## DATA SECTION
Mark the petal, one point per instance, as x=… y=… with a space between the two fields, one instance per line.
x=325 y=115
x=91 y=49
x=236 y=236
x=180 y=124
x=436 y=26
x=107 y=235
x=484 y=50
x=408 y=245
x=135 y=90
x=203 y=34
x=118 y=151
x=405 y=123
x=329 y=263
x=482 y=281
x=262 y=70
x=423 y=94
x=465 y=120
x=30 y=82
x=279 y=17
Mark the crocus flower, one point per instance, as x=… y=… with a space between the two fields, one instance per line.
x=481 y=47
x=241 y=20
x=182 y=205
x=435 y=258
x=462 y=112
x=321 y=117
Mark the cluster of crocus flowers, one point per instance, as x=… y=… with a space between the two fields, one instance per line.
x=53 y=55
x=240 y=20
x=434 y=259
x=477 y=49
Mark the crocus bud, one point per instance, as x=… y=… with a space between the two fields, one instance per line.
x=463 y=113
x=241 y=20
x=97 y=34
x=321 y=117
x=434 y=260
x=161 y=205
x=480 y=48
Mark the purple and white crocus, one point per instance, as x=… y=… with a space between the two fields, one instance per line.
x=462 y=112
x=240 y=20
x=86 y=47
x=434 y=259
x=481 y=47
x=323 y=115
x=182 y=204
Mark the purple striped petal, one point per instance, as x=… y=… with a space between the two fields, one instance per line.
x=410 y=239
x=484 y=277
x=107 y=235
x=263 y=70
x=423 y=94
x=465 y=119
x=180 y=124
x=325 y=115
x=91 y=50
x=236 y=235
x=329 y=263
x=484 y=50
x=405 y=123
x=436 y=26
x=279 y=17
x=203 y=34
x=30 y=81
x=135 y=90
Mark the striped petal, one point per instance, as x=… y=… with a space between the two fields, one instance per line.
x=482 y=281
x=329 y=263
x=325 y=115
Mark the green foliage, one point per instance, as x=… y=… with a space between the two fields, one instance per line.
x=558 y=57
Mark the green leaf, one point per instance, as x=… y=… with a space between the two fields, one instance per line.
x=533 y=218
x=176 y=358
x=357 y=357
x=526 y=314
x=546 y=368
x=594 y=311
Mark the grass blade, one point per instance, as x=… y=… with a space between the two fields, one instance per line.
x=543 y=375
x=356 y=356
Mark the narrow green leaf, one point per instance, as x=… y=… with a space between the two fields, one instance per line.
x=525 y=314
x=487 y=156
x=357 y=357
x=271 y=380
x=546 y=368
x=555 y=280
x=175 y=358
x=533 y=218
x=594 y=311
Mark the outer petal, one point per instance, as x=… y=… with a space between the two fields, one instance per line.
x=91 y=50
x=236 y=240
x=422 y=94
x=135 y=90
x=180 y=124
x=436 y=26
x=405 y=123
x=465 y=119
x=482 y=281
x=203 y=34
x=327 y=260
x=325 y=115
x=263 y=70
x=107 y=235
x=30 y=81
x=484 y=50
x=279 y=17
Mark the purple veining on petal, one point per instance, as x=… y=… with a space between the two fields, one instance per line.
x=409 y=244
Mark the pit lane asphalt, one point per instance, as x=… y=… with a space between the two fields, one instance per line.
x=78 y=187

## WHAT THE EXERCISE ASKS
Rewrite every line of the records above as a numbered list, leaving out any blank lines.

## RESULT BELOW
1. Mark the petal, one point per instance, as x=… y=… with a space between the two fields, one instance per line.
2. x=325 y=115
3. x=91 y=49
4. x=236 y=236
5. x=180 y=124
6. x=436 y=26
7. x=107 y=235
8. x=484 y=50
9. x=408 y=245
10. x=135 y=90
11. x=203 y=34
12. x=118 y=151
13. x=405 y=123
14. x=329 y=263
15. x=482 y=281
16. x=262 y=70
17. x=423 y=94
18. x=465 y=120
19. x=30 y=82
20. x=279 y=17
21. Mark the crocus flower, one point per instance, as x=… y=… with a space between the two fields, one instance per line.
22. x=481 y=47
23. x=241 y=20
24. x=182 y=205
25. x=435 y=258
26. x=462 y=112
27. x=321 y=117
28. Mark the cluster of crocus flowers, one point per instance, as x=… y=… with a space between the two fields, one instance per line.
29. x=53 y=55
30. x=240 y=20
31. x=434 y=259
32. x=477 y=49
33. Mark the crocus bud, one point per instance, as x=… y=… with a space between the two fields, one instance per line.
34. x=463 y=113
35. x=241 y=20
36. x=97 y=34
37. x=321 y=117
38. x=434 y=260
39. x=161 y=205
40. x=480 y=48
41. Mark the purple and white crocus, one point per instance, as x=… y=… with a space between the two fields, one instance per line.
42. x=462 y=112
43. x=240 y=20
44. x=86 y=47
45. x=434 y=259
46. x=481 y=47
47. x=323 y=115
48. x=182 y=204
49. Mark the purple striped petal, one point per instance, as x=… y=… with a space between the two fields, one instance per line.
50. x=410 y=239
51. x=484 y=277
52. x=107 y=235
53. x=263 y=70
54. x=423 y=94
55. x=465 y=119
56. x=180 y=124
57. x=325 y=115
58. x=91 y=50
59. x=236 y=235
60. x=329 y=263
61. x=484 y=50
62. x=405 y=123
63. x=436 y=26
64. x=279 y=17
65. x=203 y=34
66. x=30 y=81
67. x=135 y=90
68. Mark the striped petal, one point per instance, as x=… y=… with a space between the two fields, one instance per line.
69. x=482 y=281
70. x=329 y=263
71. x=325 y=115
72. Mark the green foliage, one point per instance, as x=… y=… with a space between the two fields, one instance per line.
73. x=558 y=57
74. Mark the green leaf, one point per instance, as x=… y=… with a space between the two fields, one instance per line.
75. x=533 y=218
76. x=176 y=358
77. x=357 y=357
78. x=526 y=314
79. x=546 y=368
80. x=594 y=311
81. Mark the grass blade, one point per instance, as x=… y=… with a space between the two fields, one instance per line.
82. x=543 y=375
83. x=356 y=356
84. Mark the narrow green leaf, one point per instance, as x=… y=… with a space between the two fields, one instance per line.
85. x=525 y=314
86. x=487 y=156
87. x=357 y=357
88. x=271 y=380
89. x=546 y=368
90. x=555 y=280
91. x=175 y=358
92. x=533 y=218
93. x=594 y=311
94. Mark the outer petal, one point per instance, as x=… y=… with a space between the two fields, one instance per line.
95. x=91 y=50
96. x=236 y=240
97. x=422 y=94
98. x=135 y=90
99. x=180 y=124
100. x=436 y=26
101. x=405 y=123
102. x=465 y=119
103. x=482 y=281
104. x=203 y=34
105. x=327 y=260
106. x=325 y=115
107. x=263 y=70
108. x=107 y=235
109. x=30 y=81
110. x=484 y=50
111. x=279 y=17
112. Mark the purple veining on petal, one point per instance, as x=… y=… with a space between the two fields, one instance per line.
113. x=409 y=244
114. Mark the pit lane asphalt, one point per instance, as x=… y=… with a space between the two fields, one instance per line.
115. x=78 y=187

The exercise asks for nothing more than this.